Tally the lines across all three blocks of items below that contain the string "black", matching case exactly. Reply with the number alone.

# # # # # # #

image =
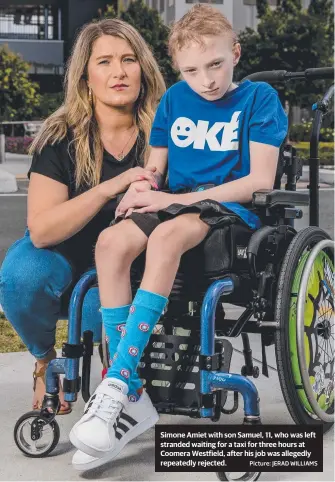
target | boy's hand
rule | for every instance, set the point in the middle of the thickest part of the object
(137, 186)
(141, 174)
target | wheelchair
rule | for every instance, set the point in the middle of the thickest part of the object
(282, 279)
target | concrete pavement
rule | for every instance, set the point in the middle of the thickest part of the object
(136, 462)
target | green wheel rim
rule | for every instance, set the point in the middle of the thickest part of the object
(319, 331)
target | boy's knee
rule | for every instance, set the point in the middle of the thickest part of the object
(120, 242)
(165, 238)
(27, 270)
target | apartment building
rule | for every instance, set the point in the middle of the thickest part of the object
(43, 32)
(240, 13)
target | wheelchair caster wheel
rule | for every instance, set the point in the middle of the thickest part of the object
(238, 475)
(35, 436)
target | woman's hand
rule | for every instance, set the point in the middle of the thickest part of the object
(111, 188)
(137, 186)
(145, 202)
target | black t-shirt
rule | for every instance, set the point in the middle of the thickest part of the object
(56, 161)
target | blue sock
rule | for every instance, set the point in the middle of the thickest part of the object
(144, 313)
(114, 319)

# # # # # # #

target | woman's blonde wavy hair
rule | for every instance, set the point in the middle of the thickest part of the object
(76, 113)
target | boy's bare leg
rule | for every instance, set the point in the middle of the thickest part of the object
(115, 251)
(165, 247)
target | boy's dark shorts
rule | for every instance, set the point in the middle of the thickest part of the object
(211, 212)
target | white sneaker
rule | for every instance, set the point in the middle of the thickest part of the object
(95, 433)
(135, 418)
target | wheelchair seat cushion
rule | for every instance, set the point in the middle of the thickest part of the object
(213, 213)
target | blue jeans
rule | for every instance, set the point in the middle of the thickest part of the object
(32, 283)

# # # # # # #

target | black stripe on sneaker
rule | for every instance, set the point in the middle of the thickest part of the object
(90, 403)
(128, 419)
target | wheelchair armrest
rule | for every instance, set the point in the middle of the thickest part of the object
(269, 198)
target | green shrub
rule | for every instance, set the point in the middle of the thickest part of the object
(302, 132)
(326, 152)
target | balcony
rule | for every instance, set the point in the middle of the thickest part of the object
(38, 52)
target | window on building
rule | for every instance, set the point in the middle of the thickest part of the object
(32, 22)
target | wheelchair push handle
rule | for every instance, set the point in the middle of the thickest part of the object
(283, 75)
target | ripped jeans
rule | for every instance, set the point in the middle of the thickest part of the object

# # # # # # #

▶ _WRITTEN SOLUTION_
2